> [Page text]
In round one, Imagine was ranked worst.
In round two, I am Woman was ranked worst.
In round three, We are the World has been ranked worst. (The Obama Song actually had more votes, but I realized that this might not be a released song on a record label. If It is, and someone can point to it, we will include it in our final round cage match.)
Previous rounds—>
The next round nominees will be in the comments.
Upvote the worst.
Boris the Spider – The Who
The Macarena – Los Del Rio
Yummy Yummy Yummy – Ohio Express
Having My Baby – Paul Anka
Pass the Ducthie – Musical Youth
Daddy don’t you walk so fast – Wayne Newton
Superbowl Shuffle – The Bears
We Didn’t Start The Fire – Billy Joel
Convoy – C.W. McCall
Black Velvet – Allanah Miles
Maragaritaville – Jimmy Buffett
Copacabana – Barry Manilow
I Love Rock ‘n’ Roll – Joan Jett
Brandy – Looking Glass
We’re getting some nominees that are arguably catchy tunes!!!
…bor-IS! bor-IS! goooo…BORIS!!!
https://youtu.be/txKoBHs2huY
…thanks for your appreciation of the finer things, Fur…
Sheb Wooley Purple People Eater
But he was one hell of a drover.
BFH
MARCH 25, 2021 AT 4:23 PM
“Maragaritaville – Jimmy Buffett”
…I despise Jimmy Buffet’s politics, but his restaurants are OK.
I went to a since-closed “Cheeseburger In Paradise” restaurant near me once, where they had all-you-can-eat fries. I LOVE fries and can eat quite a many, and we were there for two hours with me getting refill after refill until the Mrs got cranky. I told her I was going to eat fries until Jimmy Buffet apologized for his attacks on Republicans.
She made me leave anyway before I could bankrupt them. Something about having better things to do than watch me gnash spuds all evening to the strains of crappy Beach music, and a young son who was getting pretty antsy.
….but they DID shut down soon after, so maybe “mission accomplished” after all…
Really don’t know why “Watching Scotty Grow” is not selected as #1 worst and horrible song of all time. It’s the creepiest song I ever heard – even the first time I heard it on the radio in the 70s.

> [Tasks for this exercise]
(a) From the worst-songs thread, list each song it says was ranked worst in a previous round.
(b) Write the next part of the worst-songs thread, picking up after its final comment.

> [Data extract]
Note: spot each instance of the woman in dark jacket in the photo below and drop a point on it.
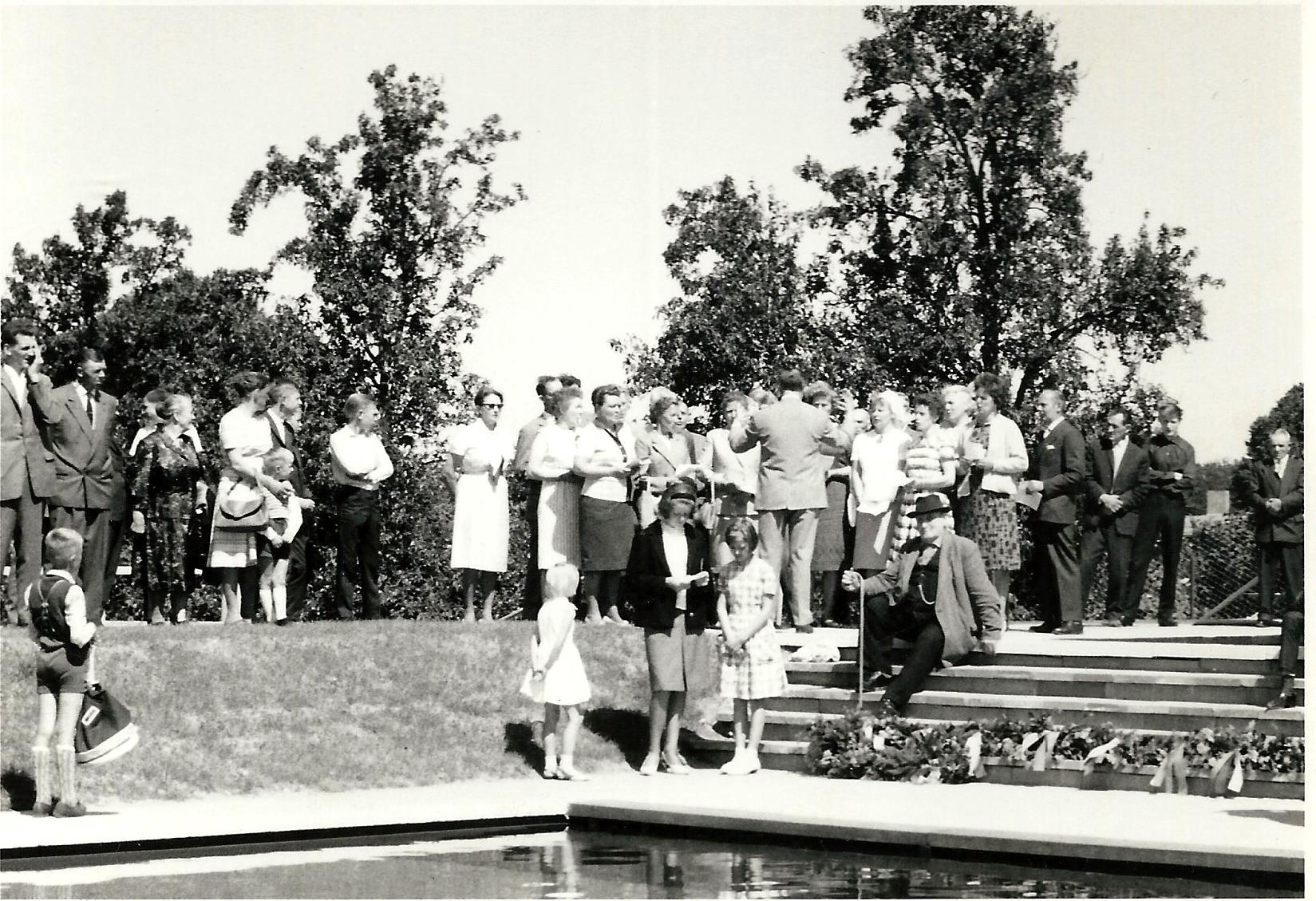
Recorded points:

> [Answers by task]
(a)
Imagine
I am Woman
We are the World

(b)
Voting for Margaritaville is pure blasphemy!
Come on, man. “Pass the Ducthie”, an MTV gem from back in the day is very catchy. Besides, the kids in the video are cute little London hood rats.
https://youtu.be/dFtLONl4cNc .
Admit it. Some of you old folks haven’t even heard the song. You’re just going by the title.
No country songs on this list? Surely “Queen of my doublewide”, “She thinks my tractor’s sexy”, or “Swingin” deserves a listen.
Man,we are ripping on Alannah Myles. Tough crowd
I’d like to nominate one of the most excruciating covers I’ve ever heard: Terry Reid sadistically butchering an already pretty bad Donovan song, Season of the Witch.
The instrumental parts are pretty good, but that singing! Ouch-ouch-ouch-ouch! It’s a ten minute version but you’ll have heard all you need to hear if you can stomach it through the first four minutes. Pay particular attention for the interval from about 1:45 to about 2:10.
Reid also has a “worst song” contender in his cover of Bang Bang.
Personally, I think this thread has dragged on too long. Fun for a day or two. Now it’s repetitive.
From the 1950’s – Earth Angel…I always think of it as Earth Pig, AKA Aardvaark.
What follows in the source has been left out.